● **Written request**:
Copy the lines from the one containing "The component shall return one point per instance of the flag's" through the end of the entries, requests included, and multiply each answer coordinate by 1.75, rounding to whole numbers with halves going up. Leave the requests and their sample coordinates as they are, and give only these lines.
::: Material provided
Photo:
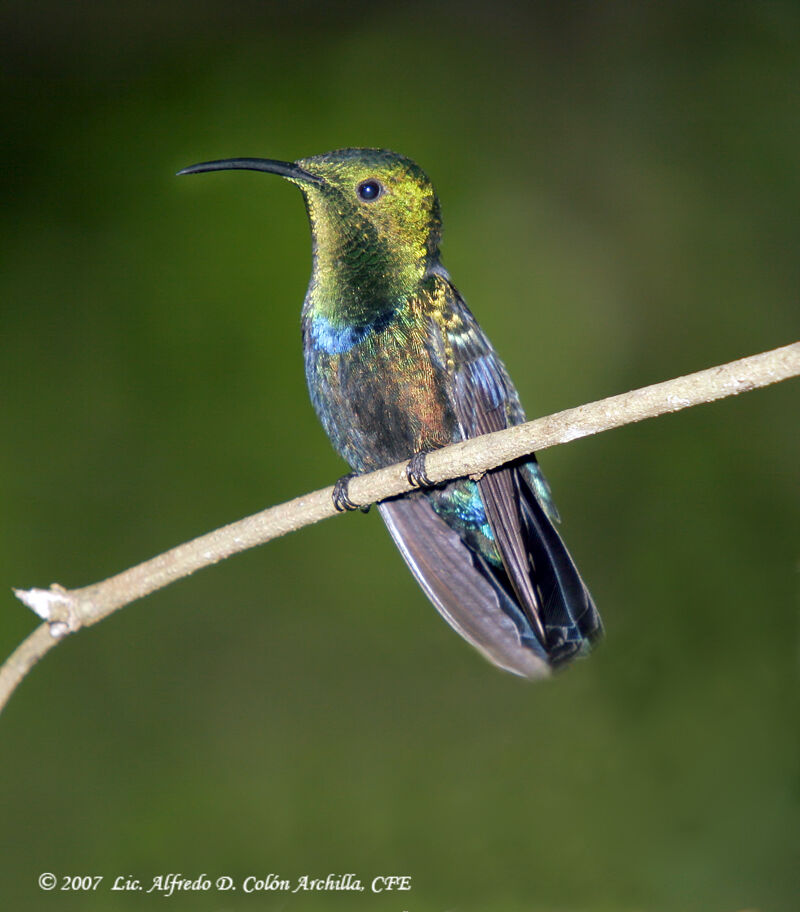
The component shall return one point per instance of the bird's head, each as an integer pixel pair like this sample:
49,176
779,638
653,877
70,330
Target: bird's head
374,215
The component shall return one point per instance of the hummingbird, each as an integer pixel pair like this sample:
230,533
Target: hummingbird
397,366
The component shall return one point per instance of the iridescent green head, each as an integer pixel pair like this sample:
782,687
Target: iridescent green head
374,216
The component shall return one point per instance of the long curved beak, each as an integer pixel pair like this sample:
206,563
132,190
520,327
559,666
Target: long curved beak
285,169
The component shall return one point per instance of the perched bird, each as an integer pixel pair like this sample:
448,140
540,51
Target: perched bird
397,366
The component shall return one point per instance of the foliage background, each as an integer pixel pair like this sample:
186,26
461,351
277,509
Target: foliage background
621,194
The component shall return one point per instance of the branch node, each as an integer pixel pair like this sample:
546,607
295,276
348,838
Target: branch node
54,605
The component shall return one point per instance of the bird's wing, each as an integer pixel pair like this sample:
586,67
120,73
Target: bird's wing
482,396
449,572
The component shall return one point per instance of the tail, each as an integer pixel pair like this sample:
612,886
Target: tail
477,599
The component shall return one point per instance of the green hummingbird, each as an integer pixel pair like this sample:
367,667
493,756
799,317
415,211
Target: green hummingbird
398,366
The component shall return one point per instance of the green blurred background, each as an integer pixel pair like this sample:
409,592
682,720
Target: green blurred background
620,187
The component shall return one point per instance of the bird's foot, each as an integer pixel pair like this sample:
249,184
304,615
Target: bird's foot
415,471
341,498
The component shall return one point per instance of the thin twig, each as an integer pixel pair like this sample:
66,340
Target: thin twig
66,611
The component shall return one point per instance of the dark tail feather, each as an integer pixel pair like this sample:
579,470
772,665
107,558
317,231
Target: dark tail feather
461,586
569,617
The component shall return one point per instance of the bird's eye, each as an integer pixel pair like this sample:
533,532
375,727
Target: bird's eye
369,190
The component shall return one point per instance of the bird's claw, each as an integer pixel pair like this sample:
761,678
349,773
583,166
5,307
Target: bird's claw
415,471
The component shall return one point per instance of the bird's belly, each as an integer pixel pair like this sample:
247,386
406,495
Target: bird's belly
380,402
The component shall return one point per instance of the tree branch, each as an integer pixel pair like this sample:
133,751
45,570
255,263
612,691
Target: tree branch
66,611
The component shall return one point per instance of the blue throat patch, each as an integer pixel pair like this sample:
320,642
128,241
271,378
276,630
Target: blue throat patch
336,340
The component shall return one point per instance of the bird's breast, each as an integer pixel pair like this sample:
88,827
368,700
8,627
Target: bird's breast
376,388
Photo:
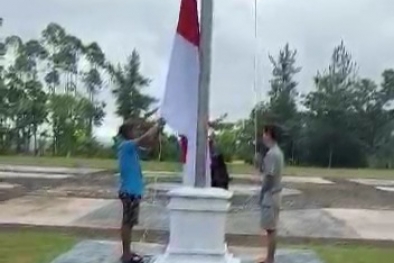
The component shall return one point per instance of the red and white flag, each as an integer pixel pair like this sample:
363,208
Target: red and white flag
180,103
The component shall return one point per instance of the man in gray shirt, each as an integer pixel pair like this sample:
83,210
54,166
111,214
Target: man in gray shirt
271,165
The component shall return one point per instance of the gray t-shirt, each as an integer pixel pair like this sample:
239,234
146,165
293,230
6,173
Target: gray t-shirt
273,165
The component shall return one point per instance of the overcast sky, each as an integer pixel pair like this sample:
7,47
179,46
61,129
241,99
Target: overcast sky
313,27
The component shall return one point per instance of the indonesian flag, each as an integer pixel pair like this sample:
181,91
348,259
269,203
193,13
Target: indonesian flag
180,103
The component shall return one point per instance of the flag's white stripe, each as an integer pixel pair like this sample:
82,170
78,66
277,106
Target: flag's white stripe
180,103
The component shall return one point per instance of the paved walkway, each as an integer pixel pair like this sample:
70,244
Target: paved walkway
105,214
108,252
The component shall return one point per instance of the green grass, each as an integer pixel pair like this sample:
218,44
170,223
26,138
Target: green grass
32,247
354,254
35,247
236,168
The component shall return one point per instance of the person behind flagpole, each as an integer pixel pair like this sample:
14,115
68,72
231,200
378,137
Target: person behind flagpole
::::::
● **Result of this task**:
The component shall return one point per instance of the flag's white stripe, each as an integer pixel pair like this sample:
82,170
78,66
277,106
Target: flag's white stripe
315,180
The component shall return one point per instance of the paved walkway, each as an integer pixel pair like this sample:
70,244
Target: paved walkway
184,375
189,441
The component shall return one point per instance of the green grass, each as an integer pixel pair like this sample:
218,44
170,223
26,138
Target: green grass
56,432
620,445
61,432
413,294
The component shall return one point per instance of the person behind flagpole, each as an integer pixel pair like this sample:
14,115
68,72
231,200
378,137
Target: person behind flagpole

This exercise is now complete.